L’idée que tout cela puisse avoir un quelconque effet digne de mention sur le vortex de vitriol irrationnel qu’est le discours politique américain n’a aucun sens, et une fois de plus Twitter lui-même admet que ces tweets « n’ont pas eu d’impact sur la conversation publique ». La réponse de Twitter est une mélodramatique attaque contre des ombres qui ne fait qu’aider à donner de l’ampleur à la narrative du Département d’État américain disant que l’Iran s’efforce d’interférer dans la démocratie américaine.

Deuxièmement, le postulat est entièrement faux car les autres nations ont tout à fait le droit d’influencer le discours politique américain. Les États-Unis utilisent leur puissance militaire et économique pour intimider et manipuler le monde conformément à leurs programmes ; c’est en soi un scandale, et il semble logique que des gens du monde entier cherchent à exercer une influence sur la conversation politique de ceux qui, contrairement à eux, sont capables d’exprimer des votes qui influencent le gouvernement américain. N’importe qui, dans n’importe quelle nation du monde, se trouve bien à l’intérieur de ses frontières souveraines pour influencer le discours politique d’une nation dont le gouvernement n’honore la souveraineté nationale d’aucune autre nation.

Données sources:
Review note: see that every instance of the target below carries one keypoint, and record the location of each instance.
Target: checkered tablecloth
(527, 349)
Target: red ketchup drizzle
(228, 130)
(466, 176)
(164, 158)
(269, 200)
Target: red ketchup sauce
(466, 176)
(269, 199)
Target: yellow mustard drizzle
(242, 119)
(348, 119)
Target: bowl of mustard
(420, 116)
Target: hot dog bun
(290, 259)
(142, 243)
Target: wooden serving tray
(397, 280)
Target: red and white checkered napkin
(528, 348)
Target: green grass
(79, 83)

--

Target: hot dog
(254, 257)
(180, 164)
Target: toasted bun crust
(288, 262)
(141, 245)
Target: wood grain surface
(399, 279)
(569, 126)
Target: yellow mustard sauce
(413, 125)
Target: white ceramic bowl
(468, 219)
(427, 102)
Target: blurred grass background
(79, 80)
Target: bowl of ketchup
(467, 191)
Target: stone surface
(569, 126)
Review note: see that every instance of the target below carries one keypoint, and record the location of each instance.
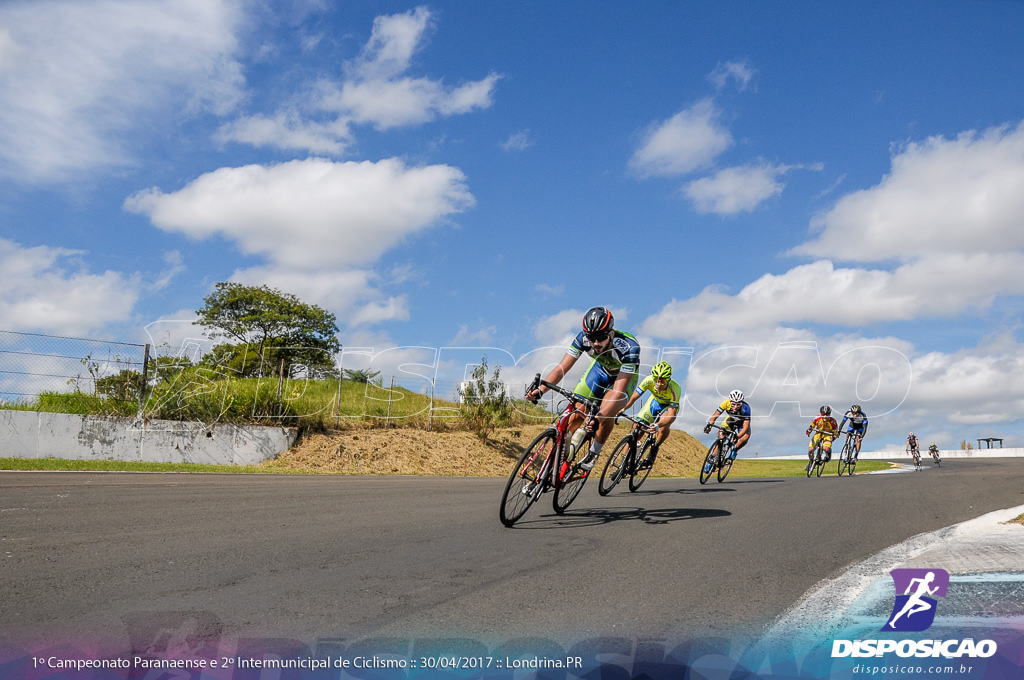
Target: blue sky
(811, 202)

Ensemble de consignes:
a – Traduisez en anglais la phrase suivante, tirée du passage sur le discours politique américain : « Deuxièmement, le postulat est entièrement faux car les autres nations ont tout à fait le droit d’influencer le discours politique américain. »
b – Reprenez le passage sur le discours politique américain et poursuivez-le à partir de sa dernière phrase.

Section des réponses:
a – Second, the premise is entirely false because other nations have every right to influence American political discourse.

b –
Et ceci est particulièrement vrai pour des nations comme l’Iran, car il n’est pas exagéré de dire que la politique américaine affecte les Iraniens plus qu’elle n’affecte les Américains. La vie des Américains a été beaucoup moins touchée par l’administration Trump que celle du peuple iranien, par exemple, alors que de nouvelles sanctions qui entraînent une famine sont imposées pour que le prix des biens essentiels monte en flèche, que les Iraniens malades aient du mal à obtenir des médicaments vitaux et que la vie en général devienne beaucoup plus difficile pour les civils iraniens les plus pauvres et les plus fragiles.

Lorsque Trump a failli déclencher une guerre avec l’Iran au début de cette année, les Américains s’inquiétaient du prix du pétrole tandis que les Iraniens craignaient que leurs enfants ne soient déchiquetés par des explosifs largués du ciel. Ces dégâts ne sont pas équivalents, et ne sont même pas proches.

Il est absurde de prétendre que les Iraniens – ou même le gouvernement iranien – ne devraient pas être autorisés à exercer une quelconque influence sur la façon dont les gens parlent d’un gouvernement qui fait une telle chose. Un tel point de vue ne semble acceptable que dans le cadre de la vision du monde suprémaciste américaine qui considère les Américains comme meilleurs, plus dignes et plus importants que les gens qui vivent dans d’autres nations.

Troisièmement, il n’est pas légitime que des entreprises technologiques monopolistiques s’alignent sur le gouvernement américain et censurent ensuite les discours d’une manière qui profite toujours à ce gouvernement. Ces médias sociaux purgent systématiquement les comptes des nations qui ont résisté à l’absorption par l’alliance du pouvoir centralisé américain, tandis que des trolls connus, comme le faux compte Twitter « Heshmat Alavi » de la secte terroriste MEK, sont libres d’influencer le discours politique américain parce que leur orientation anti-Téhéran s’aligne sur celle du gouvernement américain.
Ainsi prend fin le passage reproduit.